- [WHAT YOU HAVE TO DO] Pick up the blog post about the blues photography calendar right after its last sentence and keep writing it.

- [TEXT PROVIDED]
-------------------------
Blues Calendar Blues: Screamin' Jay Hawkins
I got a sort of interesting gift for Christmas this year: a wall calendar featuring James Fraher’s black and white photographs of blues musicians. Fraher, in case you didn’t know (as if I did!) is a fairly renowned photographer whose work has appeared on more than 150 album and CD covers. His photographs are in permanent collections at the Smithsonian Institution and the University of Mississippi Blues Archive. (For more information about James Fraher's photography, check out BogFire.com.)The calendar works in your basic calendar style – each month a different musician is featured along with brief biographical notes and suggested listening lists. I figured I could use this as an excuse to broaden my horizons a little and post some music from each month’s featured artist. Since I didn’t feel like doing this on the first day of the month, I settled on doing it on the first Sunday of the month.
-------------------------
- [DATASET CONTENT]
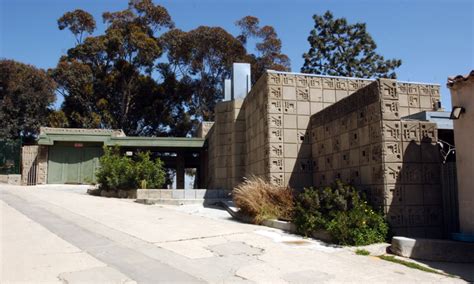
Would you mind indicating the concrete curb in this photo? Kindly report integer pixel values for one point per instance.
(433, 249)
-------------------------
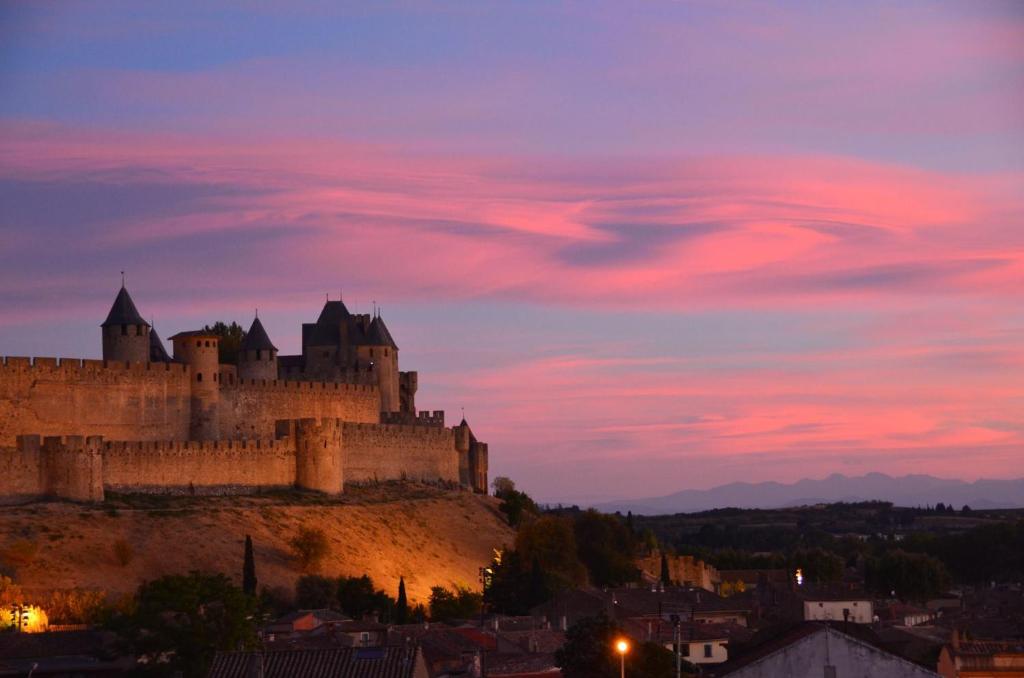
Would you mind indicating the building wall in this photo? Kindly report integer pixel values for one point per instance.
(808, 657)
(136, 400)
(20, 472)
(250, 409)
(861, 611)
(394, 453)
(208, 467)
-------------------------
- [WRITTEN REPLY]
January’s featured artist is Screamin’ Jay Hawkins. From the calendar’s notes:
Fond of coming onstage in a coffin, Screamin’ Jay Hawkins (1929-2000) claimed that his most famous recording, “I Put a Spell on You” (1956), was fueled by vast quantities of fried chicken and booze. This Dionysian figure, believed to have fathered nearly fourscore children, once hoped to follow Paul Robeson to the opera stage. But his career veered from Golden Gloves boxing to playing piano for such figures as Tiny Grimes and Fats Domino until that fateful night when an A&R man put an eighty-proof spell on the recording studio where Hawkins and his band were set to play a heartfelt ballad inspired by a recent breakup. The results electrified listeners, and the outlandish, theatrical stage show that Hawkins perfected inspired generations of rock musicians. Asked about his interpretations of songs, Screamin’ Jay replied, “I don’t sing them: I destroy them.”The recommended albums are Cow Fingers and Mosquito Pie, basically a reissue of Screamin’ Jay’s debut album, minus a couple of songs; and Black Music for White People, an album critics said was “too sanitized” and didn’t really capture Screamin’ Jay’s innate weirdness.
I managed to dig up a copy of Cow Fingers, which contains not only “I Put a Spell on You,” but also his versions of Cole Porter’s “I Love Paris” and Bing Crosby’s “Take Me Back to My Boots and Saddle.”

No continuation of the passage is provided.